- **RECORDS SUPPLIED**:

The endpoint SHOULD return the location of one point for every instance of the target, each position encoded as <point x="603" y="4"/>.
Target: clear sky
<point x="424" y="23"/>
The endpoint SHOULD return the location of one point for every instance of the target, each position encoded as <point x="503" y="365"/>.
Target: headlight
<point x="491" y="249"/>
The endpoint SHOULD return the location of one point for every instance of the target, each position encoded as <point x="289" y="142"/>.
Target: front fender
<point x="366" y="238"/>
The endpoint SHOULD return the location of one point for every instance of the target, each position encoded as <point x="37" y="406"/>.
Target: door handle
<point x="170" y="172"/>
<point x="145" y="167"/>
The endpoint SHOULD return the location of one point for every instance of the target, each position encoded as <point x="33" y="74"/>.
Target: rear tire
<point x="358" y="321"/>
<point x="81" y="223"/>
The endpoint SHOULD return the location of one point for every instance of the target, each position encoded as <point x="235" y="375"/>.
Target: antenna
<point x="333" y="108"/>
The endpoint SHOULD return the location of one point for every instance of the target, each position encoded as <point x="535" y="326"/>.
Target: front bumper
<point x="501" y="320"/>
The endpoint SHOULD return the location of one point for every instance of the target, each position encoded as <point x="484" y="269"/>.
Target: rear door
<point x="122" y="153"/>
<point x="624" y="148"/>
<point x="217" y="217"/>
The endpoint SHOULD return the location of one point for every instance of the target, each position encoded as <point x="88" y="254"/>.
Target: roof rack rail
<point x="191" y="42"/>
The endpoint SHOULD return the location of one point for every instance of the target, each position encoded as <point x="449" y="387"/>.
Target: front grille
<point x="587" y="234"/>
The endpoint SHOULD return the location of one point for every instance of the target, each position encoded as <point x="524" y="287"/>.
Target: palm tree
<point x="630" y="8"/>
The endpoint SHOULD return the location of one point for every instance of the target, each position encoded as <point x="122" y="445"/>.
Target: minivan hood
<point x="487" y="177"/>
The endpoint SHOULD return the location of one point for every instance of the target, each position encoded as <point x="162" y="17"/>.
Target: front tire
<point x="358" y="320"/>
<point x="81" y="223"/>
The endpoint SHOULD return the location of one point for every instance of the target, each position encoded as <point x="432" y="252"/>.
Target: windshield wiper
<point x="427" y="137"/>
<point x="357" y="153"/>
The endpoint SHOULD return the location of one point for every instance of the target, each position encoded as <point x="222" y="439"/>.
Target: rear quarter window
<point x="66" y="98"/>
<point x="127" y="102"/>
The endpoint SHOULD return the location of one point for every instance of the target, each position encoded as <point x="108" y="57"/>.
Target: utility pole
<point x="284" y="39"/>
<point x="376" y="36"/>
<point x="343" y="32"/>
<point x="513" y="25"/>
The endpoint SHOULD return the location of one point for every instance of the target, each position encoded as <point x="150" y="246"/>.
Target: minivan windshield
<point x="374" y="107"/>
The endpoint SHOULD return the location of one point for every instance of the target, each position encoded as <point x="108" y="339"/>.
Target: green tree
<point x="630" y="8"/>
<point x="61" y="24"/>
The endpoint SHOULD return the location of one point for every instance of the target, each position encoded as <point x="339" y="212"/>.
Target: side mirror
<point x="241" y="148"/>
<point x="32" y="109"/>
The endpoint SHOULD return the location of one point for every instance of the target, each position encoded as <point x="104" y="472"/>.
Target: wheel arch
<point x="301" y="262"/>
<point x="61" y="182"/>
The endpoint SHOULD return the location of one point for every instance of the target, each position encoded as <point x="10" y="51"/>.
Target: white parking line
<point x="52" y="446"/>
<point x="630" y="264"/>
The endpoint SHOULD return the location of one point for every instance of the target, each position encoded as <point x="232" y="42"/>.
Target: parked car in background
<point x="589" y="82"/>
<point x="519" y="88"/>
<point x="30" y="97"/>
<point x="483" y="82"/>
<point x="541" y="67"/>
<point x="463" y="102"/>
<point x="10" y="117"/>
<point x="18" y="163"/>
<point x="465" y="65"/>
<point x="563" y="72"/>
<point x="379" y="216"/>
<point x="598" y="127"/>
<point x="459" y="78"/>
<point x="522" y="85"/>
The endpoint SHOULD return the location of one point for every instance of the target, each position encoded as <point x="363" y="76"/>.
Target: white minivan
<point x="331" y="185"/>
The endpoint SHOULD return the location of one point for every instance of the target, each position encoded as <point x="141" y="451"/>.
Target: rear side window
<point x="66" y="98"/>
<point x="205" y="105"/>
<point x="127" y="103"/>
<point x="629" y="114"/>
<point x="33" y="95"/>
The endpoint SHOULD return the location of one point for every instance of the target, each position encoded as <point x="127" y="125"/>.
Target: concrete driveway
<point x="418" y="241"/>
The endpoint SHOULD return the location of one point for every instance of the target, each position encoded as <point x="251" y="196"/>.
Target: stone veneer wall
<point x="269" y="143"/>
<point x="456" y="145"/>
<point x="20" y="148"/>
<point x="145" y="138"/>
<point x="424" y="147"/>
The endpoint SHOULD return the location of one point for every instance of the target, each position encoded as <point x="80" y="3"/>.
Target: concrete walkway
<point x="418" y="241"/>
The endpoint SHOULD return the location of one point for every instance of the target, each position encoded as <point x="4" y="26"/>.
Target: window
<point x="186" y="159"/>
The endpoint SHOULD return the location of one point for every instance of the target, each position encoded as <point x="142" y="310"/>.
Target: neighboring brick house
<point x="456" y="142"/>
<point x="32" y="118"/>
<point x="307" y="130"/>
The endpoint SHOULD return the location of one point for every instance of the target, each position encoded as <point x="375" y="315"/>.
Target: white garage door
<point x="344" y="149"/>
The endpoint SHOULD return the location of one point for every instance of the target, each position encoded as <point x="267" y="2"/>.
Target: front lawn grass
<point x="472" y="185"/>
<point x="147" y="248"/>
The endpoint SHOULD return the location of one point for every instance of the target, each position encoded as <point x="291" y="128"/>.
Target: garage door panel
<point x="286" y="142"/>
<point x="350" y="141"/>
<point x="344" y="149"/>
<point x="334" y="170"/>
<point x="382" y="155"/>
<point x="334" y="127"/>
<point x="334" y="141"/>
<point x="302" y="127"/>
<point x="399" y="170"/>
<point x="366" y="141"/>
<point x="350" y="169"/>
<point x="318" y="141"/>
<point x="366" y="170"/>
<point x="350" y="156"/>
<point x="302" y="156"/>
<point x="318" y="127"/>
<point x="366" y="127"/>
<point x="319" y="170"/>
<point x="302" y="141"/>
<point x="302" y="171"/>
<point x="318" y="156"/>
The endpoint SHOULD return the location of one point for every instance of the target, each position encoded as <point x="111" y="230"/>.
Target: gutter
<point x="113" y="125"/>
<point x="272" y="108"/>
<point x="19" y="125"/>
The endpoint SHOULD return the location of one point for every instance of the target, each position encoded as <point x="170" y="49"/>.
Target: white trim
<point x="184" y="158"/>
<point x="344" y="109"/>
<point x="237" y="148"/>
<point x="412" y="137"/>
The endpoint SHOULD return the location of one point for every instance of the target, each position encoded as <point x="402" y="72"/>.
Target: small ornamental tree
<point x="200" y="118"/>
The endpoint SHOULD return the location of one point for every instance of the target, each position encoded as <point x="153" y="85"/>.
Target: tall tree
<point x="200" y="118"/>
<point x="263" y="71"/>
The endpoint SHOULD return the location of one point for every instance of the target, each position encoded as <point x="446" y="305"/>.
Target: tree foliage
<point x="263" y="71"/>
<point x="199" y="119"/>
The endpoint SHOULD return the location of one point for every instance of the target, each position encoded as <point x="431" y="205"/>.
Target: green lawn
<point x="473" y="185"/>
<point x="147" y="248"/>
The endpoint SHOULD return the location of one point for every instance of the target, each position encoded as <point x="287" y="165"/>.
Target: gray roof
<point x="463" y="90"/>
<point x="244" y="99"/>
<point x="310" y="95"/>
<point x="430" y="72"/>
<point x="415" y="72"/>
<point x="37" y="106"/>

- **WHAT YOU WILL DO**: Copy all the entries verbatim.

- **SOLUTION TO THE PROBLEM**:
The endpoint SHOULD return the location of one point for every instance of the target, each position encoded as <point x="603" y="4"/>.
Target: clear sky
<point x="424" y="23"/>
The endpoint SHOULD return the location of one point for every instance of the target, each position encoded as <point x="503" y="365"/>.
Target: headlight
<point x="491" y="249"/>
The endpoint SHOULD return the location of one point for every instance of the target, each position encoded as <point x="289" y="142"/>.
Target: front fender
<point x="366" y="238"/>
The endpoint SHOULD return the location of one point for every instance of the target, each position encoded as <point x="37" y="406"/>.
Target: door handle
<point x="170" y="172"/>
<point x="145" y="167"/>
The endpoint SHOULD return the location of one point for every instance of the target, each position encoded as <point x="33" y="74"/>.
Target: rear tire
<point x="358" y="321"/>
<point x="81" y="223"/>
The endpoint SHOULD return the location of one point for every instance of the target, each position encoded as <point x="235" y="375"/>.
Target: antenna
<point x="333" y="108"/>
The endpoint SHOULD return the location of one point for every instance of the target, each position encoded as <point x="535" y="326"/>.
Target: front bumper
<point x="501" y="320"/>
The endpoint SHOULD return the location of one point for every instance of the target, each position encoded as <point x="484" y="269"/>.
Target: rear door
<point x="122" y="153"/>
<point x="624" y="148"/>
<point x="217" y="217"/>
The endpoint SHOULD return the location of one point for every instance of the target, each position encoded as <point x="88" y="254"/>.
Target: roof rack rail
<point x="191" y="42"/>
The endpoint SHOULD return the location of one point for every instance of the target, each position encoded as <point x="449" y="387"/>.
Target: front grille
<point x="587" y="234"/>
The endpoint SHOULD return the location of one point for every instance of the target, each position encoded as <point x="524" y="287"/>.
Target: palm tree
<point x="630" y="8"/>
The endpoint SHOULD return the location of one point for every instance of the target, each position encoded as <point x="122" y="445"/>.
Target: minivan hood
<point x="487" y="177"/>
The endpoint SHOULD return the location of one point for every instance of the target, each position encoded as <point x="162" y="17"/>.
Target: front tire
<point x="358" y="320"/>
<point x="81" y="223"/>
The endpoint SHOULD return the location of one point for every instance of the target, each position encoded as <point x="432" y="252"/>.
Target: windshield wiper
<point x="427" y="137"/>
<point x="357" y="153"/>
The endpoint SHOULD return the location of one point for every instance of the target, each position encoded as <point x="222" y="439"/>.
Target: rear quarter window
<point x="66" y="98"/>
<point x="127" y="102"/>
The endpoint SHOULD return the location of one point for every instance of the target, each position encoded as <point x="108" y="57"/>.
Target: utility pole
<point x="284" y="39"/>
<point x="376" y="36"/>
<point x="343" y="32"/>
<point x="513" y="25"/>
The endpoint SHOULD return the location of one point for every instance of the target, each position encoded as <point x="150" y="246"/>.
Target: minivan windshield
<point x="374" y="107"/>
The endpoint SHOULD return the location of one point for every instance of the target, each position encoded as <point x="108" y="339"/>.
Target: green tree
<point x="630" y="8"/>
<point x="61" y="24"/>
The endpoint SHOULD return the location of one point for every instance of the target, each position encoded as <point x="339" y="212"/>.
Target: side mirror
<point x="241" y="148"/>
<point x="32" y="109"/>
The endpoint SHOULD return the location of one point for every instance of the target, each position encoded as <point x="104" y="472"/>.
Target: wheel arch
<point x="301" y="262"/>
<point x="61" y="182"/>
The endpoint SHOULD return the location of one point for every instance of the target, each position encoded as <point x="10" y="51"/>.
Target: white parking line
<point x="52" y="446"/>
<point x="630" y="264"/>
The endpoint SHOULD return the location of one point for every instance of the target, each position encoded as <point x="232" y="42"/>.
Target: parked car in background
<point x="589" y="82"/>
<point x="519" y="88"/>
<point x="30" y="97"/>
<point x="483" y="82"/>
<point x="541" y="67"/>
<point x="463" y="102"/>
<point x="10" y="117"/>
<point x="18" y="163"/>
<point x="465" y="65"/>
<point x="563" y="72"/>
<point x="379" y="216"/>
<point x="598" y="127"/>
<point x="459" y="78"/>
<point x="522" y="85"/>
The endpoint SHOULD return the location of one point for every instance of the target, each position encoded as <point x="363" y="76"/>.
Target: white minivan
<point x="331" y="185"/>
The endpoint SHOULD return the location of one point for every instance of the target, each position encoded as <point x="141" y="451"/>.
Target: rear side window
<point x="66" y="98"/>
<point x="205" y="105"/>
<point x="127" y="103"/>
<point x="629" y="114"/>
<point x="33" y="95"/>
The endpoint SHOULD return the location of one point for every instance of the target, each position encoded as <point x="127" y="125"/>.
Target: concrete driveway
<point x="418" y="241"/>
The endpoint SHOULD return the location of one point for every instance of the target, each position encoded as <point x="251" y="196"/>.
Target: stone veneer wall
<point x="269" y="143"/>
<point x="456" y="145"/>
<point x="20" y="148"/>
<point x="145" y="138"/>
<point x="424" y="147"/>
The endpoint SHOULD return the location of one point for every instance of the target, each position encoded as <point x="80" y="3"/>.
Target: concrete walkway
<point x="418" y="241"/>
The endpoint SHOULD return the location of one point for every instance of the target, each position encoded as <point x="4" y="26"/>.
Target: window
<point x="186" y="159"/>
The endpoint SHOULD return the location of one point for every instance of the target, each position encoded as <point x="142" y="310"/>.
Target: neighboring brick house
<point x="456" y="142"/>
<point x="32" y="118"/>
<point x="307" y="130"/>
The endpoint SHOULD return the location of one point for every instance of the target, each position encoded as <point x="375" y="315"/>.
Target: white garage door
<point x="344" y="149"/>
The endpoint SHOULD return the location of one point for every instance of the target, each position encoded as <point x="267" y="2"/>.
Target: front lawn grass
<point x="472" y="185"/>
<point x="147" y="248"/>
The endpoint SHOULD return the location of one point for every instance of the target, each position encoded as <point x="291" y="128"/>.
Target: garage door panel
<point x="286" y="142"/>
<point x="350" y="141"/>
<point x="344" y="149"/>
<point x="334" y="170"/>
<point x="382" y="155"/>
<point x="334" y="127"/>
<point x="334" y="141"/>
<point x="302" y="127"/>
<point x="399" y="170"/>
<point x="366" y="141"/>
<point x="350" y="169"/>
<point x="318" y="141"/>
<point x="366" y="170"/>
<point x="350" y="156"/>
<point x="302" y="156"/>
<point x="318" y="127"/>
<point x="366" y="127"/>
<point x="319" y="170"/>
<point x="302" y="141"/>
<point x="302" y="171"/>
<point x="318" y="156"/>
The endpoint SHOULD return the location of one point for every instance of the target, each position encoded as <point x="111" y="230"/>.
Target: gutter
<point x="113" y="125"/>
<point x="272" y="108"/>
<point x="19" y="125"/>
The endpoint SHOULD return the location of one point for every instance of the target, each position encoded as <point x="170" y="49"/>.
Target: white trim
<point x="184" y="158"/>
<point x="344" y="109"/>
<point x="237" y="148"/>
<point x="412" y="137"/>
The endpoint SHOULD return the location of one point for every instance of the target, each position encoded as <point x="402" y="72"/>.
Target: small ornamental tree
<point x="200" y="118"/>
The endpoint SHOULD return the location of one point for every instance of the target, each position encoded as <point x="153" y="85"/>.
Target: tall tree
<point x="200" y="118"/>
<point x="263" y="71"/>
The endpoint SHOULD return the location of one point for every instance of the target, each position encoded as <point x="446" y="305"/>.
Target: tree foliage
<point x="263" y="71"/>
<point x="199" y="119"/>
The endpoint SHOULD return the location of one point for every instance of the target, each position encoded as <point x="431" y="205"/>.
Target: green lawn
<point x="473" y="185"/>
<point x="147" y="248"/>
The endpoint SHOULD return the location of one point for every instance of the target, each position encoded as <point x="287" y="165"/>.
Target: gray roof
<point x="463" y="90"/>
<point x="244" y="99"/>
<point x="310" y="95"/>
<point x="430" y="72"/>
<point x="415" y="72"/>
<point x="37" y="106"/>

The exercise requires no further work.